• _Written instruction_:
Could you update the data from its start through the line containing "M700 426L694 432L721", inclusive, so that "bare shoulder" becomes "exposed shoulder" and nothing else changes?

-- start Record excerpts --

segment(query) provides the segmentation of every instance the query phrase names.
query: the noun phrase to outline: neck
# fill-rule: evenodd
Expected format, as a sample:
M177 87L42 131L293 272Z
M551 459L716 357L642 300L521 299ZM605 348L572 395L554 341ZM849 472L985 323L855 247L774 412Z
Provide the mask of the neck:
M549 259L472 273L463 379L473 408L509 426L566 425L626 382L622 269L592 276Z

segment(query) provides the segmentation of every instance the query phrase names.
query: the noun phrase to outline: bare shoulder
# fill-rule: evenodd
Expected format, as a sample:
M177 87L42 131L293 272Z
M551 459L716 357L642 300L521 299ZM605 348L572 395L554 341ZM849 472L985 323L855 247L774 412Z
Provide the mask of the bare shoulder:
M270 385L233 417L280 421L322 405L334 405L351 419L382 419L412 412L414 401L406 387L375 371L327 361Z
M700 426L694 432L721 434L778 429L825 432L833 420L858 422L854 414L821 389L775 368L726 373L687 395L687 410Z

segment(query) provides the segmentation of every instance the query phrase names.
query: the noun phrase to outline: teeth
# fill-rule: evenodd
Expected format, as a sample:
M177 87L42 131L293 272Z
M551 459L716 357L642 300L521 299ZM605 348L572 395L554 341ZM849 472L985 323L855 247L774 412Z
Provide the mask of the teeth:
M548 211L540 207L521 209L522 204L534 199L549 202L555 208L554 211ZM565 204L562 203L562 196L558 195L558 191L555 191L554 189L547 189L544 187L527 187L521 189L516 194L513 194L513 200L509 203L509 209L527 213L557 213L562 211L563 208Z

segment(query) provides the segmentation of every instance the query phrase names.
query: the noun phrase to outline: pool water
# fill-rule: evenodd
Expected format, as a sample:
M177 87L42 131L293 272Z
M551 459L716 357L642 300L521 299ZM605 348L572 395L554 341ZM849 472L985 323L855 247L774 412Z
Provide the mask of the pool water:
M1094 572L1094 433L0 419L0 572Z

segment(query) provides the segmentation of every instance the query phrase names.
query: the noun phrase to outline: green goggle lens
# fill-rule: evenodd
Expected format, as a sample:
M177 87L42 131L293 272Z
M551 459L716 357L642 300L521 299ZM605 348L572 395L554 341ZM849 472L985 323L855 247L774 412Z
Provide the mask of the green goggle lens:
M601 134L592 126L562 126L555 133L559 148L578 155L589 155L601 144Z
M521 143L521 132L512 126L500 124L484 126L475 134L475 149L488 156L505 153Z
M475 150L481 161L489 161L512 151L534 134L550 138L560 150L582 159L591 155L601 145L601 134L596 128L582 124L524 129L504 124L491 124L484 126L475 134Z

-- end Record excerpts --

• _Worked answer_:
segment(query) provides the segmentation of every instance the query phrase names.
query: the noun phrase to outline: neck
# fill-rule: evenodd
Expected format, as a sample:
M177 87L42 131L293 272Z
M551 459L716 357L642 300L521 299ZM605 348L572 395L554 341ZM849 472L985 323L855 247L774 412Z
Provide the mask of the neck:
M549 259L472 273L463 379L473 408L509 426L566 425L626 382L622 269L592 276Z

segment(query) provides the segmentation of every instance the query phrase names.
query: the noun phrase to outline: exposed shoulder
# fill-rule: evenodd
Expected format, as a sample:
M177 87L42 131L293 272Z
M551 459L716 357L642 300L521 299ZM605 348L572 395L554 341ZM849 472L985 323L855 247L774 412Z
Provide the mask of the exposed shoulder:
M270 385L233 417L280 421L322 405L334 405L351 419L382 419L412 412L414 401L406 387L375 371L327 361Z
M700 426L694 432L721 434L778 429L825 432L833 420L858 422L854 414L821 389L775 368L726 373L687 395L687 410Z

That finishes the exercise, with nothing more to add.